Exhibit No.   Description

 
99.1
  Press Release issued on October 28, 2010
EX-99.1

Lawson Products, Inc. Announces Strong Third Quarter Results

DES PLAINES, Ill.—(BUSINESS WIRE)—October 28, 2010—Lawson Products, Inc. (NASDAQ:LAWS) (the “Company”), a distributor of products and services to the MRO and OEM marketplaces, today announced results for the third quarter of 2010. During the quarter, the Company continued to execute its plan to achieve long-term growth through operational, infrastructure and sales enhancements. The third quarter results provide evidence of the success of this strategy.

Highlights:

    Net sales increase of 6.2% over the prior year quarter to $89.3 million.

    Quarterly operating income of $8.6 million, an increase from $3.6 million in the prior year quarter.

    Adjusted operating income (excluding severance and a favorable legal settlement) of $6.5 million, a 59.6% or $2.4 million improvement over the prior year quarter.

    At September 30, 2010, cash on hand was $23.2 million with no debt outstanding.

*AVAILABLE DATA*
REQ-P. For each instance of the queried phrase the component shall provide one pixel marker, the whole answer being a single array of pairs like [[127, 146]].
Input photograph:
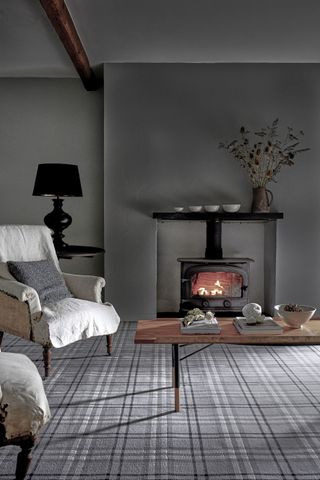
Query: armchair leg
[[24, 458], [109, 344], [46, 360]]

*WORK TO BE COMPLETED*
Copy the Lawson Products press release, starting with "Net sales increase" and going on through "no debt outstanding.", and swap in "year-earlier quarter" wherever "prior year quarter" appears.

*RESULT*
Net sales increase of 6.2% over the year-earlier quarter to $89.3 million.

    Quarterly operating income of $8.6 million, an increase from $3.6 million in the year-earlier quarter.

    Adjusted operating income (excluding severance and a favorable legal settlement) of $6.5 million, a 59.6% or $2.4 million improvement over the year-earlier quarter.

    At September 30, 2010, cash on hand was $23.2 million with no debt outstanding.